**YOUR INSTRUCTIONS**
Print the lines below without changing a single character or their order.

**GIVEN ENTRIES**
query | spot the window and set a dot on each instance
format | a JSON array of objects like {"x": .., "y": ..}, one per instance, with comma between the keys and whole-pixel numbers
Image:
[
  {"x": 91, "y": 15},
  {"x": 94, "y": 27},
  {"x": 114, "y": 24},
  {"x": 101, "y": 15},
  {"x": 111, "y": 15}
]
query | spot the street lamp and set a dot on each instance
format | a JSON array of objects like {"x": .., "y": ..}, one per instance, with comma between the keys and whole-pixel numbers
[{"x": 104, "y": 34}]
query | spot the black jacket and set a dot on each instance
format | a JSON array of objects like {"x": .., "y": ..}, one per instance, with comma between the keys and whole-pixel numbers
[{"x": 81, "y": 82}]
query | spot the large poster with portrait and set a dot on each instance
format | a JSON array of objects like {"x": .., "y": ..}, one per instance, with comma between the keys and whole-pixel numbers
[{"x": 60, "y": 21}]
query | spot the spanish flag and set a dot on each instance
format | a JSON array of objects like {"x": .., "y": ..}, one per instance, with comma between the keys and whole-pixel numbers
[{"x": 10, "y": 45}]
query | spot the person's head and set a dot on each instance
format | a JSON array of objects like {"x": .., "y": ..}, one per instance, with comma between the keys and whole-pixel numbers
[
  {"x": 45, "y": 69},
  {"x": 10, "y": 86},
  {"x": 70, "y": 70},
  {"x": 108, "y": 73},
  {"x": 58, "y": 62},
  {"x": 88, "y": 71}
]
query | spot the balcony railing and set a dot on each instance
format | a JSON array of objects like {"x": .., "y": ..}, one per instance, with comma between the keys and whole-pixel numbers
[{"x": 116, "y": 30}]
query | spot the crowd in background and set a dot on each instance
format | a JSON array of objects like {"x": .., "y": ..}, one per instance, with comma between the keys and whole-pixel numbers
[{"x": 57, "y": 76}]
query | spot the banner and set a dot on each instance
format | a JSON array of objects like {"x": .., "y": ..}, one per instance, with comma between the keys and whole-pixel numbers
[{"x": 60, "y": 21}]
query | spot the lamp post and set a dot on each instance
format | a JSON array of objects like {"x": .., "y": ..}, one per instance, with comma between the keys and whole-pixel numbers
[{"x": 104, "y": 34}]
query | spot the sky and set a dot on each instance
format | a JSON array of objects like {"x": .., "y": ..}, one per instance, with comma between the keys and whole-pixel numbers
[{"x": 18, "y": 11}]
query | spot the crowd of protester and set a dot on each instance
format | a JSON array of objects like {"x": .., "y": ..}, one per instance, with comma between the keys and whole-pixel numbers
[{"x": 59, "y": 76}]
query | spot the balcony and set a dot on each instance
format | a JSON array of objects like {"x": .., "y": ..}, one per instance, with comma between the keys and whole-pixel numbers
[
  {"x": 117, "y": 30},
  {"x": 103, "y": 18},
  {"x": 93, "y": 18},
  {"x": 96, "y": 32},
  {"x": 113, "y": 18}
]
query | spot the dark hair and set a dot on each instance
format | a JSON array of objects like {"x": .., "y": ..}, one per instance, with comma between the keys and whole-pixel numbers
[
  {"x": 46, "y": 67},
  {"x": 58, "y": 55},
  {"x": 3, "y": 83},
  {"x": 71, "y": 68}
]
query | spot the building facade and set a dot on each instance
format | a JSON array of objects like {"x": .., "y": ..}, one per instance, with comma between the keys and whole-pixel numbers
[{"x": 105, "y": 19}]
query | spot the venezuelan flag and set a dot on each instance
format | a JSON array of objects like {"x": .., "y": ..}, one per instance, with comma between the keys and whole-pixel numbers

**RESPONSE**
query | spot the window and set a dot on each instance
format | a JSON array of objects like {"x": .., "y": ..}, one per instance, with comma between the keys and whole-pixel numbers
Image:
[
  {"x": 91, "y": 15},
  {"x": 94, "y": 27},
  {"x": 114, "y": 24},
  {"x": 101, "y": 15},
  {"x": 111, "y": 15}
]
query | spot the street lamp and set a dot on each instance
format | a JSON array of objects like {"x": .., "y": ..}, one per instance, with comma between the keys and whole-pixel numbers
[{"x": 104, "y": 34}]
query | spot the black jacket and set a dot on each instance
format | a JSON array of objects like {"x": .., "y": ..}, one per instance, with comma between the keys and whole-pixel numbers
[{"x": 81, "y": 82}]
query | spot the large poster with portrait and set a dot on each instance
format | a JSON array of objects like {"x": .., "y": ..}, one per instance, with comma between the keys and whole-pixel numbers
[{"x": 60, "y": 21}]
query | spot the spanish flag and set a dot on each instance
format | a JSON array of objects like {"x": .., "y": ..}, one per instance, with comma between the keys and whole-pixel numbers
[{"x": 10, "y": 45}]
query | spot the person's head and set a dot on each instance
format | a JSON array of objects like {"x": .., "y": ..}, one per instance, with comma between the keys and whole-pixel numbers
[
  {"x": 45, "y": 69},
  {"x": 10, "y": 86},
  {"x": 70, "y": 70},
  {"x": 108, "y": 73},
  {"x": 58, "y": 62},
  {"x": 88, "y": 71}
]
query | spot the balcony railing and set a dot on each instance
format | a JSON array of objects like {"x": .., "y": ..}, one per instance, with comma between the keys and whole-pixel numbers
[{"x": 116, "y": 30}]
query | spot the crowd in background and set a dot on each instance
format | a JSON array of objects like {"x": .., "y": ..}, one per instance, with comma between the keys and whole-pixel numbers
[{"x": 57, "y": 76}]
query | spot the banner and set a dot on each instance
format | a JSON array of objects like {"x": .., "y": ..}, one per instance, with comma between the keys and whole-pixel numbers
[{"x": 60, "y": 21}]
query | spot the lamp post and set a dot on each instance
format | a JSON array of objects like {"x": .., "y": ..}, one per instance, with comma between the keys and whole-pixel numbers
[{"x": 104, "y": 34}]
query | spot the sky and set a dot on each instance
format | a JSON array of objects like {"x": .., "y": ..}, one per instance, with comma between the keys and whole-pixel numbers
[{"x": 18, "y": 11}]
query | spot the crowd of protester and set a dot on each instance
format | a JSON array of objects like {"x": .., "y": ..}, one per instance, with comma between the keys and whole-pixel numbers
[{"x": 59, "y": 76}]
query | spot the balcony and set a dot on each instance
format | a JSON array of objects like {"x": .., "y": ..}, one per instance, with comma between the keys and whole-pixel numbers
[
  {"x": 117, "y": 30},
  {"x": 103, "y": 18},
  {"x": 93, "y": 18},
  {"x": 96, "y": 32},
  {"x": 113, "y": 18}
]
query | spot the dark hair and set a dot on each instance
format | a JSON array of objects like {"x": .., "y": ..}, one per instance, with comma between the keys and whole-pixel numbers
[
  {"x": 46, "y": 67},
  {"x": 58, "y": 55},
  {"x": 3, "y": 83},
  {"x": 71, "y": 68}
]
query | spot the building facade and set a dot on each instance
format | a JSON array of objects like {"x": .., "y": ..}, one per instance, with comma between the keys and whole-pixel numbers
[{"x": 105, "y": 19}]
query | spot the venezuelan flag and set a dot on each instance
format | a JSON array of objects like {"x": .., "y": ..}, one per instance, with comma between the keys and whole-pixel numbers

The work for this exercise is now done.